Task prompt: Set down a faithful copy of every record below, with no images.
===== Material for this task =====
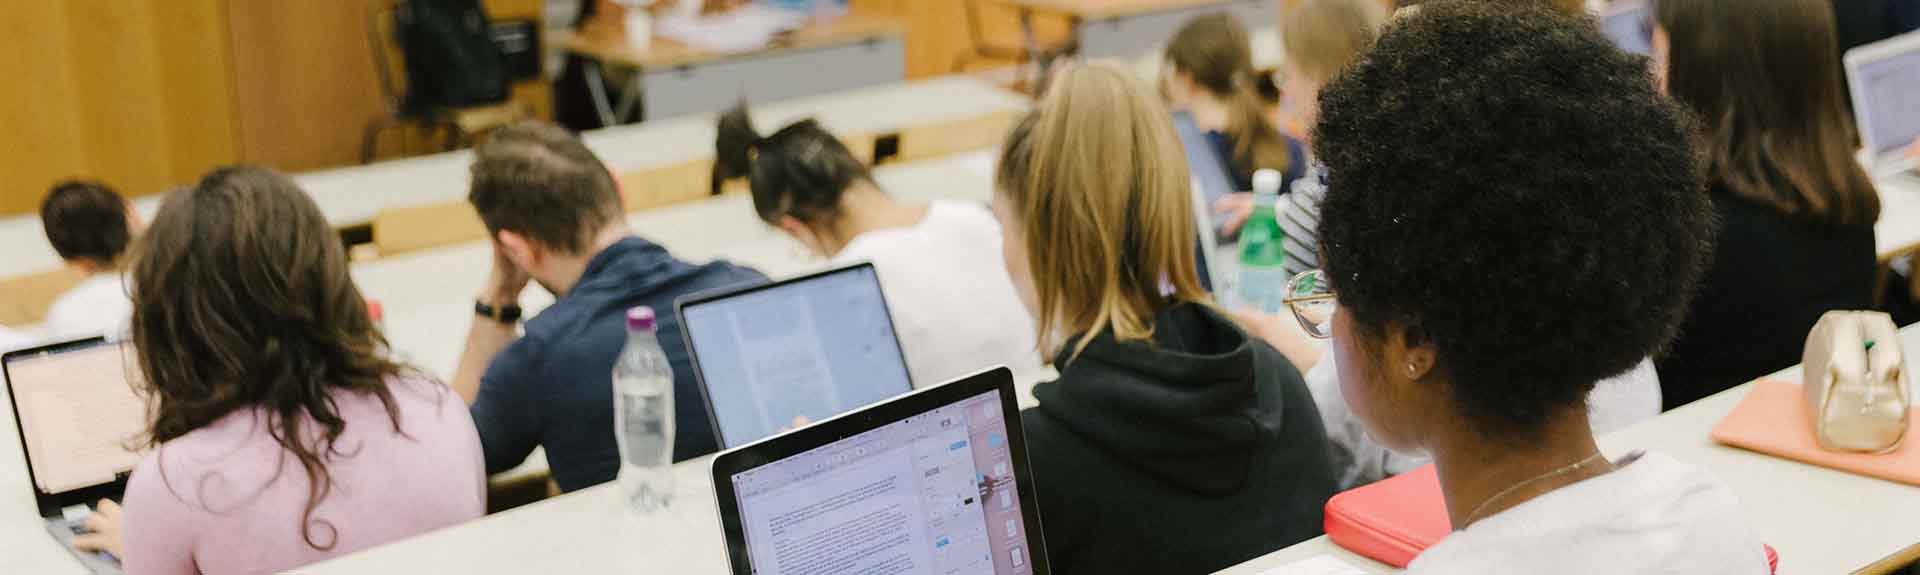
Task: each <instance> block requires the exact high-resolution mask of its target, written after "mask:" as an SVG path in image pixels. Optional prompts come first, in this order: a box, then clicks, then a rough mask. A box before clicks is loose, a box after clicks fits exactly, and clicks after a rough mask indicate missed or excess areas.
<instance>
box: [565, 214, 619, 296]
mask: <svg viewBox="0 0 1920 575" xmlns="http://www.w3.org/2000/svg"><path fill="white" fill-rule="evenodd" d="M632 235H634V229H630V227H626V223H616V225H611V227H607V229H603V231H601V233H599V235H595V237H593V242H591V244H589V246H588V248H586V250H580V254H568V256H555V260H553V277H555V279H553V281H547V283H545V287H547V288H549V290H553V296H555V298H559V296H566V292H570V290H574V285H578V283H580V277H582V275H586V273H588V263H593V258H595V256H599V252H605V250H607V248H609V246H612V244H618V242H620V240H624V238H628V237H632Z"/></svg>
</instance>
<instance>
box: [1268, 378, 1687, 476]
mask: <svg viewBox="0 0 1920 575" xmlns="http://www.w3.org/2000/svg"><path fill="white" fill-rule="evenodd" d="M1306 379H1308V390H1311V392H1313V404H1315V406H1317V408H1319V412H1321V423H1323V425H1325V427H1327V440H1329V442H1331V444H1332V448H1334V465H1336V469H1334V471H1336V473H1338V479H1340V488H1356V487H1361V485H1369V483H1375V481H1380V479H1386V477H1392V475H1400V473H1407V471H1413V469H1417V467H1421V465H1427V463H1428V462H1432V460H1430V458H1427V456H1423V454H1400V452H1392V450H1388V448H1386V446H1380V444H1379V442H1375V440H1373V437H1369V435H1367V427H1365V425H1363V423H1361V421H1359V417H1356V415H1354V408H1350V406H1348V404H1346V396H1342V394H1340V369H1338V367H1334V363H1332V358H1327V360H1321V362H1319V363H1315V365H1313V369H1308V375H1306ZM1659 413H1661V375H1659V373H1655V371H1653V360H1644V362H1640V365H1636V367H1634V369H1632V371H1626V373H1622V375H1620V377H1613V379H1605V381H1601V383H1599V385H1596V387H1594V392H1592V394H1588V396H1586V417H1588V425H1590V427H1594V435H1605V433H1609V431H1619V429H1626V427H1628V425H1634V423H1640V421H1645V419H1653V415H1659Z"/></svg>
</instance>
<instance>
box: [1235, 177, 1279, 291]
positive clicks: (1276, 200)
mask: <svg viewBox="0 0 1920 575" xmlns="http://www.w3.org/2000/svg"><path fill="white" fill-rule="evenodd" d="M1279 200H1281V173H1279V171H1275V169H1261V171H1254V213H1252V215H1248V217H1246V225H1244V227H1240V287H1238V290H1240V306H1246V308H1254V310H1260V312H1265V313H1279V312H1281V308H1284V304H1283V300H1284V298H1286V279H1288V277H1286V235H1284V233H1281V221H1279V217H1277V215H1275V204H1279Z"/></svg>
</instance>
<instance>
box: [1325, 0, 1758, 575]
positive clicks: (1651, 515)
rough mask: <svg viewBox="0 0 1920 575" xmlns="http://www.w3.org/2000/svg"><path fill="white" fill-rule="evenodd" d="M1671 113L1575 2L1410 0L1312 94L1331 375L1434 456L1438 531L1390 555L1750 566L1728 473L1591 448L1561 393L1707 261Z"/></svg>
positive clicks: (1606, 376)
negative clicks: (1352, 65) (1319, 95)
mask: <svg viewBox="0 0 1920 575" xmlns="http://www.w3.org/2000/svg"><path fill="white" fill-rule="evenodd" d="M1409 69H1417V71H1419V73H1407V71H1409ZM1413 100H1419V102H1421V106H1404V102H1413ZM1463 127H1471V129H1463ZM1690 133H1692V125H1690V121H1688V115H1686V112H1682V110H1680V108H1678V106H1674V104H1670V102H1668V100H1665V98H1661V96H1659V94H1657V92H1655V88H1653V85H1651V83H1649V81H1647V73H1645V65H1644V63H1642V60H1636V58H1632V56H1626V54H1622V52H1619V50H1615V48H1613V44H1611V42H1609V40H1607V38H1605V37H1601V33H1599V31H1597V29H1596V27H1594V25H1590V23H1588V21H1584V19H1580V17H1567V15H1559V13H1553V12H1546V10H1538V8H1519V6H1496V4H1486V2H1428V4H1425V8H1423V10H1421V12H1419V13H1415V15H1411V17H1402V19H1398V21H1396V23H1392V25H1388V29H1386V33H1384V35H1382V37H1380V38H1379V42H1377V44H1375V46H1373V50H1369V54H1367V58H1363V60H1359V62H1356V63H1354V67H1350V69H1348V71H1344V73H1342V75H1340V77H1336V79H1334V81H1332V83H1329V85H1327V90H1325V92H1321V123H1319V127H1317V131H1315V138H1313V144H1315V150H1317V152H1319V158H1321V162H1325V163H1327V171H1329V183H1331V187H1329V192H1327V202H1325V204H1323V208H1321V246H1323V248H1325V252H1323V256H1325V262H1323V263H1325V265H1327V267H1325V277H1327V279H1331V292H1332V294H1334V302H1336V308H1334V310H1332V317H1331V323H1332V325H1331V335H1332V360H1334V362H1338V363H1340V390H1342V392H1344V394H1346V398H1348V402H1350V404H1352V406H1354V410H1356V413H1357V415H1359V417H1361V419H1363V421H1365V423H1367V427H1369V431H1371V433H1373V435H1375V437H1379V438H1380V442H1384V444H1388V446H1394V448H1400V450H1427V452H1430V454H1432V456H1434V462H1436V465H1438V473H1440V488H1442V492H1444V496H1446V508H1448V517H1450V519H1452V525H1453V529H1455V531H1453V533H1452V535H1448V537H1446V538H1444V540H1440V542H1438V544H1436V546H1432V548H1428V550H1427V552H1423V554H1421V556H1419V558H1417V560H1415V562H1413V563H1411V565H1409V567H1407V573H1413V575H1434V573H1728V575H1732V573H1740V575H1751V573H1766V558H1764V550H1763V546H1761V540H1757V538H1755V535H1753V531H1751V529H1749V527H1747V525H1745V521H1743V519H1741V512H1740V508H1741V504H1740V500H1738V498H1736V496H1734V492H1732V490H1728V488H1726V487H1724V485H1722V483H1720V481H1716V479H1715V477H1713V475H1711V473H1707V471H1703V469H1699V467H1693V465H1688V463H1682V462H1678V460H1674V458H1668V456H1663V454H1653V452H1647V454H1642V452H1634V454H1615V456H1619V458H1617V460H1609V458H1607V456H1603V454H1601V452H1599V446H1597V444H1596V440H1594V433H1592V431H1590V423H1588V421H1586V419H1588V415H1586V413H1588V412H1586V406H1582V400H1584V398H1586V396H1588V392H1590V390H1594V383H1596V381H1599V379H1603V377H1609V375H1615V373H1620V371H1626V369H1628V367H1632V365H1634V363H1638V362H1642V360H1644V358H1647V356H1649V354H1651V352H1655V350H1659V348H1661V344H1663V342H1667V340H1668V338H1670V337H1672V335H1674V329H1676V327H1678V323H1680V317H1682V313H1684V312H1686V300H1688V294H1690V292H1692V287H1693V283H1695V279H1699V275H1701V269H1703V267H1705V263H1707V260H1709V254H1707V252H1709V244H1711V238H1713V212H1711V210H1713V208H1711V202H1709V200H1707V198H1705V196H1703V194H1701V192H1699V190H1701V188H1705V175H1703V173H1701V167H1699V163H1697V162H1695V154H1693V150H1692V146H1690ZM1457 158H1475V162H1455V160H1457ZM1463 277H1465V279H1471V281H1459V279H1463ZM1409 287H1417V288H1409Z"/></svg>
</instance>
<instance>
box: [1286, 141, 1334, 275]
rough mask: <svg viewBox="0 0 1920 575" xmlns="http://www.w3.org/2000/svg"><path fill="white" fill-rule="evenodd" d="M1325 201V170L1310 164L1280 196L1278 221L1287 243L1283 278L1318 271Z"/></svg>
=====
Written response:
Task: each <instance> block requires the exact high-resolution mask of its target, written after "mask:" as an SVG path in image pixels. Optional prompts come first, in this order: a box, then clicks, then a rough mask. A box before clicks is loose, a box after clicks fits exactly, and clicks after a rough mask indicate missed or excess areas.
<instance>
box: [565, 214, 619, 296]
mask: <svg viewBox="0 0 1920 575" xmlns="http://www.w3.org/2000/svg"><path fill="white" fill-rule="evenodd" d="M632 235H634V229H630V227H626V223H616V225H611V227H607V229H603V231H601V233H599V235H595V237H593V242H591V244H589V246H588V248H586V250H580V254H568V256H555V260H553V277H555V279H553V281H547V283H545V287H547V288H549V290H553V296H555V298H559V296H566V292H570V290H574V285H578V283H580V277H582V275H586V273H588V263H593V258H595V256H599V252H605V250H607V248H609V246H612V244H618V242H620V240H624V238H628V237H632Z"/></svg>
</instance>
<instance>
box: [1268, 378, 1687, 476]
mask: <svg viewBox="0 0 1920 575" xmlns="http://www.w3.org/2000/svg"><path fill="white" fill-rule="evenodd" d="M1306 379H1308V390H1311V392H1313V404H1315V406H1317V408H1319V412H1321V423H1323V425H1325V427H1327V440H1329V442H1331V444H1332V448H1334V465H1336V469H1334V471H1336V473H1338V479H1340V488H1356V487H1361V485H1369V483H1375V481H1380V479H1386V477H1392V475H1400V473H1407V471H1413V469H1417V467H1421V465H1427V463H1428V462H1432V460H1430V458H1427V456H1423V454H1400V452H1392V450H1388V448H1386V446H1380V444H1379V442H1375V440H1373V437H1369V435H1367V427H1365V425H1363V423H1361V421H1359V417H1356V415H1354V408H1350V406H1348V404H1346V396H1342V394H1340V369H1338V367H1334V363H1332V358H1327V360H1321V362H1319V363H1315V365H1313V369H1308V375H1306ZM1659 413H1661V375H1659V373H1655V371H1653V360H1644V362H1640V365H1636V367H1634V369H1632V371H1626V373H1622V375H1620V377H1613V379H1605V381H1601V383H1599V385H1596V387H1594V392H1592V394H1588V396H1586V417H1588V425H1590V427H1594V435H1605V433H1609V431H1619V429H1626V427H1628V425H1634V423H1640V421H1645V419H1653V415H1659Z"/></svg>
</instance>
<instance>
box: [1235, 177, 1279, 291]
positive clicks: (1276, 200)
mask: <svg viewBox="0 0 1920 575" xmlns="http://www.w3.org/2000/svg"><path fill="white" fill-rule="evenodd" d="M1279 200H1281V173H1279V171H1275V169H1261V171H1254V213H1252V215H1248V217H1246V225H1244V227H1240V287H1238V290H1240V306H1246V308H1254V310H1260V312H1265V313H1279V312H1281V308H1284V304H1283V300H1284V298H1286V279H1288V277H1286V235H1284V233H1281V221H1279V217H1277V215H1275V204H1279Z"/></svg>
</instance>
<instance>
box: [1325, 0, 1758, 575]
positive clicks: (1651, 515)
rough mask: <svg viewBox="0 0 1920 575" xmlns="http://www.w3.org/2000/svg"><path fill="white" fill-rule="evenodd" d="M1671 113L1575 2L1410 0L1312 94L1331 375L1434 456L1438 531L1390 555L1750 566L1728 473L1591 448L1561 393L1707 261Z"/></svg>
positive clicks: (1606, 376)
negative clicks: (1352, 65) (1319, 95)
mask: <svg viewBox="0 0 1920 575" xmlns="http://www.w3.org/2000/svg"><path fill="white" fill-rule="evenodd" d="M1409 69H1417V71H1419V73H1407V71H1409ZM1413 100H1419V102H1421V106H1404V102H1413ZM1463 127H1471V129H1463ZM1690 133H1692V125H1690V121H1688V115H1686V112H1682V110H1680V108H1678V106H1674V104H1670V102H1668V100H1665V98H1661V96H1659V94H1657V92H1655V88H1653V85H1651V83H1649V81H1647V73H1645V65H1644V63H1642V60H1636V58H1632V56H1626V54H1622V52H1619V50H1615V48H1613V44H1611V42H1609V40H1607V38H1605V37H1601V33H1599V31H1597V29H1596V27H1594V25H1590V23H1588V21H1584V19H1580V17H1567V15H1559V13H1553V12H1546V10H1538V8H1519V6H1496V4H1486V2H1428V4H1425V8H1423V10H1421V12H1419V13H1415V15H1411V17H1402V19H1398V21H1396V23H1392V25H1388V29H1386V33H1384V35H1382V37H1380V38H1379V42H1377V44H1375V46H1373V50H1369V54H1367V58H1363V60H1359V62H1356V63H1354V67H1350V69H1348V71H1344V73H1342V75H1340V77H1336V79H1334V81H1332V83H1329V85H1327V90H1325V92H1321V123H1319V127H1317V131H1315V138H1313V144H1315V150H1317V152H1319V158H1321V162H1325V163H1327V171H1329V183H1331V187H1329V192H1327V202H1325V204H1323V208H1321V246H1323V248H1325V252H1323V256H1325V262H1323V263H1325V265H1327V267H1325V277H1327V279H1331V292H1332V294H1334V302H1336V308H1334V310H1332V317H1331V323H1332V325H1331V335H1332V360H1334V362H1338V363H1340V390H1342V392H1344V394H1346V398H1348V402H1350V404H1352V406H1354V410H1356V413H1357V415H1359V417H1361V419H1363V421H1365V423H1367V427H1369V431H1371V433H1373V435H1375V437H1379V438H1380V442H1384V444H1388V446H1394V448H1400V450H1427V452H1430V454H1432V456H1434V462H1436V465H1438V473H1440V488H1442V492H1444V496H1446V508H1448V517H1450V519H1452V525H1453V529H1455V531H1453V533H1452V535H1448V537H1446V538H1444V540H1440V542H1438V544H1436V546H1432V548H1428V550H1427V552H1423V554H1421V556H1419V558H1417V560H1415V562H1413V563H1411V565H1409V567H1407V573H1413V575H1434V573H1728V575H1732V573H1740V575H1751V573H1766V558H1764V550H1763V546H1761V540H1757V538H1755V535H1753V531H1751V529H1749V527H1747V525H1745V521H1743V519H1741V512H1740V508H1741V504H1740V500H1738V498H1736V496H1734V492H1732V490H1728V488H1726V487H1724V485H1722V483H1720V481H1716V479H1715V477H1713V475H1711V473H1707V471H1703V469H1699V467H1693V465H1688V463H1682V462H1678V460H1674V458H1668V456H1663V454H1653V452H1647V454H1642V452H1634V454H1615V456H1619V458H1617V460H1609V458H1607V456H1603V454H1601V452H1599V446H1597V444H1596V440H1594V433H1592V431H1590V423H1588V421H1586V419H1588V415H1586V413H1588V412H1586V406H1582V400H1584V398H1586V396H1588V392H1590V390H1594V383H1596V381H1599V379H1603V377H1609V375H1615V373H1620V371H1626V369H1628V367H1632V365H1634V363H1638V362H1642V360H1644V358H1647V356H1649V354H1651V352H1655V350H1659V348H1661V344H1663V342H1667V340H1668V338H1670V337H1672V335H1674V329H1676V327H1678V323H1680V317H1682V313H1684V312H1686V300H1688V294H1690V292H1692V287H1693V283H1695V279H1699V275H1701V269H1703V267H1705V263H1707V260H1709V254H1707V252H1709V244H1711V238H1713V212H1711V210H1713V208H1711V202H1709V200H1707V198H1705V196H1703V194H1701V192H1699V190H1701V188H1705V175H1703V173H1701V167H1699V163H1697V162H1695V154H1693V150H1692V146H1690ZM1457 158H1475V162H1455V160H1457ZM1463 277H1465V279H1471V281H1459V279H1463ZM1409 287H1417V288H1409Z"/></svg>
</instance>
<instance>
box: [1286, 141, 1334, 275]
rough mask: <svg viewBox="0 0 1920 575" xmlns="http://www.w3.org/2000/svg"><path fill="white" fill-rule="evenodd" d="M1325 201V170L1310 164L1280 196L1278 221L1287 243L1283 278L1318 271Z"/></svg>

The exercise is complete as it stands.